(TASK INSTRUCTIONS)
Rewrite all of the data below, changing every "Trace the outline" to "Draw the boundary" and keeping everything else the same. Leave the pictures out of your answer.

--- Start RECORD EXTRACTS ---

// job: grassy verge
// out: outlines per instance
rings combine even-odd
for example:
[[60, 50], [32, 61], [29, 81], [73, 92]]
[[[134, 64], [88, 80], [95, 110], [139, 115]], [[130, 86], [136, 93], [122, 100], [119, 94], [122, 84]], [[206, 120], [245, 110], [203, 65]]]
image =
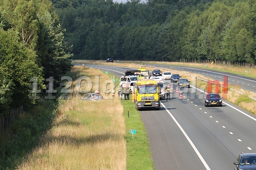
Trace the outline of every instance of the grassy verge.
[[[73, 61], [74, 63], [86, 63], [90, 64], [107, 64], [111, 65], [118, 65], [120, 64], [124, 65], [126, 64], [126, 66], [129, 67], [130, 64], [134, 65], [141, 64], [156, 64], [168, 65], [171, 66], [188, 66], [194, 68], [206, 68], [212, 70], [219, 70], [220, 71], [228, 73], [233, 73], [239, 75], [244, 75], [250, 77], [256, 78], [256, 68], [251, 68], [250, 67], [239, 66], [238, 66], [226, 65], [223, 64], [215, 64], [213, 63], [212, 66], [210, 63], [189, 63], [189, 62], [165, 62], [163, 63], [160, 61], [145, 61], [140, 62], [139, 61], [119, 61], [119, 62], [115, 61], [114, 63], [106, 63], [106, 61], [98, 60], [74, 60]], [[128, 66], [127, 66], [127, 65]], [[206, 67], [206, 65], [207, 66]], [[248, 71], [245, 72], [245, 71]]]
[[[121, 103], [117, 95], [113, 100], [98, 101], [78, 98], [75, 80], [81, 76], [89, 77], [93, 82], [90, 87], [94, 91], [96, 88], [95, 75], [100, 79], [100, 86], [109, 82], [109, 78], [99, 70], [74, 67], [67, 75], [74, 80], [72, 99], [42, 100], [11, 124], [8, 133], [5, 133], [9, 137], [6, 141], [17, 141], [4, 143], [1, 141], [1, 151], [9, 154], [1, 157], [4, 165], [1, 164], [0, 169], [154, 169], [147, 133], [131, 100]], [[85, 89], [90, 86], [84, 81], [81, 84], [81, 88]], [[108, 94], [102, 94], [108, 99]], [[43, 104], [45, 102], [48, 102]], [[38, 114], [43, 119], [39, 119]], [[32, 115], [34, 117], [30, 117]], [[43, 129], [44, 124], [47, 126]], [[33, 131], [36, 126], [42, 129]], [[20, 130], [19, 133], [13, 132], [16, 128]], [[130, 129], [137, 130], [134, 139]], [[15, 136], [17, 134], [19, 137]], [[3, 139], [1, 135], [0, 139]], [[19, 137], [22, 135], [23, 138]], [[26, 149], [18, 148], [22, 146]]]
[[[139, 112], [136, 110], [131, 100], [124, 101], [124, 116], [125, 119], [126, 137], [127, 151], [127, 170], [154, 170], [149, 150], [149, 143]], [[128, 117], [128, 112], [130, 117]], [[136, 129], [136, 133], [130, 134], [130, 129]]]

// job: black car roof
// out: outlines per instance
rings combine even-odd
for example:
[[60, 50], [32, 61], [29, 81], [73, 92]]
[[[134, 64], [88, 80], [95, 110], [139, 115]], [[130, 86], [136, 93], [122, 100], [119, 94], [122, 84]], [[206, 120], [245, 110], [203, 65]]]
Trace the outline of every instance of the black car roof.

--- End RECORD EXTRACTS ---

(TASK RESULT)
// job: grassy verge
// out: outlines per instance
rings combine even-odd
for example:
[[60, 50], [32, 61], [29, 81], [73, 92]]
[[[134, 64], [88, 80], [95, 110], [139, 115]], [[130, 86], [136, 93], [122, 100], [119, 94], [122, 84]], [[206, 120], [245, 110], [203, 65]]]
image =
Draw the boundary of every instance of the grassy verge.
[[[73, 61], [74, 63], [86, 63], [90, 64], [107, 64], [111, 65], [118, 65], [120, 64], [124, 65], [126, 64], [126, 66], [129, 67], [130, 64], [134, 65], [141, 64], [156, 64], [168, 65], [171, 66], [188, 66], [194, 68], [206, 68], [212, 70], [219, 70], [220, 71], [228, 73], [233, 73], [239, 75], [244, 75], [250, 77], [256, 78], [256, 68], [251, 68], [250, 67], [239, 66], [238, 66], [226, 65], [223, 64], [215, 64], [213, 63], [212, 66], [210, 63], [189, 63], [189, 62], [165, 62], [163, 63], [160, 61], [145, 61], [140, 62], [139, 61], [119, 61], [119, 62], [115, 61], [114, 63], [106, 63], [106, 61], [98, 60], [74, 60]], [[128, 66], [127, 66], [127, 65]], [[206, 67], [206, 65], [207, 66]], [[248, 71], [245, 72], [245, 71]]]
[[[121, 103], [117, 95], [113, 100], [98, 101], [78, 98], [75, 80], [81, 76], [89, 77], [93, 82], [90, 87], [94, 91], [96, 88], [95, 75], [100, 79], [100, 86], [109, 82], [109, 78], [99, 70], [74, 67], [67, 75], [74, 80], [72, 99], [42, 100], [11, 124], [8, 133], [5, 133], [9, 137], [6, 141], [17, 141], [4, 143], [1, 141], [1, 151], [9, 154], [1, 157], [4, 165], [1, 164], [0, 169], [154, 169], [147, 133], [131, 100]], [[85, 89], [90, 86], [84, 81], [81, 84], [81, 88]], [[108, 94], [102, 94], [108, 99]], [[43, 104], [45, 102], [48, 102]], [[38, 114], [43, 119], [39, 119]], [[32, 115], [34, 117], [30, 117]], [[43, 129], [44, 124], [47, 126]], [[33, 131], [36, 126], [42, 129]], [[20, 130], [19, 133], [13, 132], [16, 128]], [[130, 129], [137, 130], [134, 139]], [[15, 136], [17, 134], [19, 137]], [[3, 139], [1, 135], [0, 139]], [[19, 137], [22, 135], [23, 138]], [[26, 149], [18, 148], [22, 146]]]
[[[139, 112], [136, 110], [131, 100], [124, 101], [124, 116], [125, 119], [126, 137], [127, 151], [127, 170], [154, 170], [149, 150], [149, 143]], [[128, 117], [128, 112], [130, 117]], [[136, 129], [136, 133], [130, 134], [130, 129]]]

// job: black car roof
// out: outlines per instance
rings combine even-odd
for example:
[[60, 50], [32, 61], [29, 81], [73, 92]]
[[[134, 64], [88, 80], [95, 110], [139, 115]], [[130, 86], [136, 93], [122, 100], [119, 94], [122, 84]], [[206, 120], [245, 110], [203, 65]]]
Draw the boundary of every instance of the black car roof.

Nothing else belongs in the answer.